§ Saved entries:
★ ★ ★ ★ ★ ★ ★

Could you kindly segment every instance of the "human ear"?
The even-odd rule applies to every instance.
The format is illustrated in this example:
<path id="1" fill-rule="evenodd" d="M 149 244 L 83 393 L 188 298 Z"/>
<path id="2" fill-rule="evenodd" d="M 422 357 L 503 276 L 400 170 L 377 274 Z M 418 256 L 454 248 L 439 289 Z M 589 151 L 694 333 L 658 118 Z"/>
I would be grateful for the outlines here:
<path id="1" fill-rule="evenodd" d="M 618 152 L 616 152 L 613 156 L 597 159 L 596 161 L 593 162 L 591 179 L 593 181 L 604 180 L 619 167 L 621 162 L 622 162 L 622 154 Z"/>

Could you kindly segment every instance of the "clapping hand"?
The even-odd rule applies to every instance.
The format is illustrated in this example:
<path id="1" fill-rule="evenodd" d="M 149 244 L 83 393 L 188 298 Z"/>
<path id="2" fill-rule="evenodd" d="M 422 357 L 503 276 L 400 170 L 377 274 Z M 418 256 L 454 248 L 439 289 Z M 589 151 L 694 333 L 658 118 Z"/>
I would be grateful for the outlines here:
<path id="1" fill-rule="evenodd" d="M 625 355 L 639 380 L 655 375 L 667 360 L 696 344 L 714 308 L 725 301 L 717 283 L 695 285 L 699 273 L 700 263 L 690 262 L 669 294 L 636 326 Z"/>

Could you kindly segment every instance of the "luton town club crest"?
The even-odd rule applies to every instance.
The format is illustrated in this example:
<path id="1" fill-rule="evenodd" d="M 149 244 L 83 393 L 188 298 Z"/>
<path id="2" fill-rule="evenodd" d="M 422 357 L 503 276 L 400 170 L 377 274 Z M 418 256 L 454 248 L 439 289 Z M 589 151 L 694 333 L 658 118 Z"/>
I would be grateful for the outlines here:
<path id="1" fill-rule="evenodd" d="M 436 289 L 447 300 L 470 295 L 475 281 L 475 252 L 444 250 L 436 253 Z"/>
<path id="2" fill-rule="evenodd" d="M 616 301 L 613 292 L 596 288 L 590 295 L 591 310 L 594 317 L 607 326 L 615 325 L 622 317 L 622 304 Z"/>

★ ★ ★ ★ ★ ★ ★

§ What is required:
Print the entire set of records again, exactly.

§ Exercise answer:
Could you kindly segment every instance of the "human ear"?
The even-odd rule applies to every instance.
The format is illustrated in this example:
<path id="1" fill-rule="evenodd" d="M 149 244 L 83 393 L 188 298 Z"/>
<path id="2" fill-rule="evenodd" d="M 422 357 L 503 276 L 400 170 L 377 274 Z M 418 256 L 454 248 L 439 289 Z M 589 151 L 694 333 L 658 118 Z"/>
I would be grateful for the outlines here:
<path id="1" fill-rule="evenodd" d="M 618 152 L 616 152 L 613 156 L 597 159 L 596 161 L 593 162 L 591 179 L 593 181 L 604 180 L 619 167 L 621 162 L 622 162 L 622 154 Z"/>

Could you kindly segment every instance of the "clapping hand"?
The even-odd rule applies to every instance.
The format is illustrated in this example:
<path id="1" fill-rule="evenodd" d="M 149 244 L 83 393 L 188 298 Z"/>
<path id="2" fill-rule="evenodd" d="M 422 357 L 503 276 L 400 170 L 377 274 Z M 418 256 L 454 248 L 439 289 Z M 589 151 L 694 333 L 658 118 Z"/>
I would be grateful for the outlines here:
<path id="1" fill-rule="evenodd" d="M 625 355 L 639 380 L 655 375 L 667 360 L 696 344 L 714 308 L 725 301 L 717 283 L 695 285 L 699 273 L 700 263 L 690 262 L 669 294 L 636 326 Z"/>

Could you kindly segment every instance of the "luton town club crest"?
The even-odd rule applies to every instance.
The format is illustrated in this example:
<path id="1" fill-rule="evenodd" d="M 149 244 L 83 393 L 188 298 Z"/>
<path id="2" fill-rule="evenodd" d="M 422 357 L 503 276 L 400 170 L 377 274 Z M 418 256 L 454 248 L 439 289 Z M 589 151 L 694 333 L 658 118 Z"/>
I would be grateful for the outlines here:
<path id="1" fill-rule="evenodd" d="M 436 289 L 447 300 L 470 295 L 475 281 L 475 252 L 444 250 L 436 253 Z"/>
<path id="2" fill-rule="evenodd" d="M 616 301 L 613 292 L 596 288 L 590 295 L 591 310 L 594 317 L 607 326 L 615 325 L 622 317 L 622 304 Z"/>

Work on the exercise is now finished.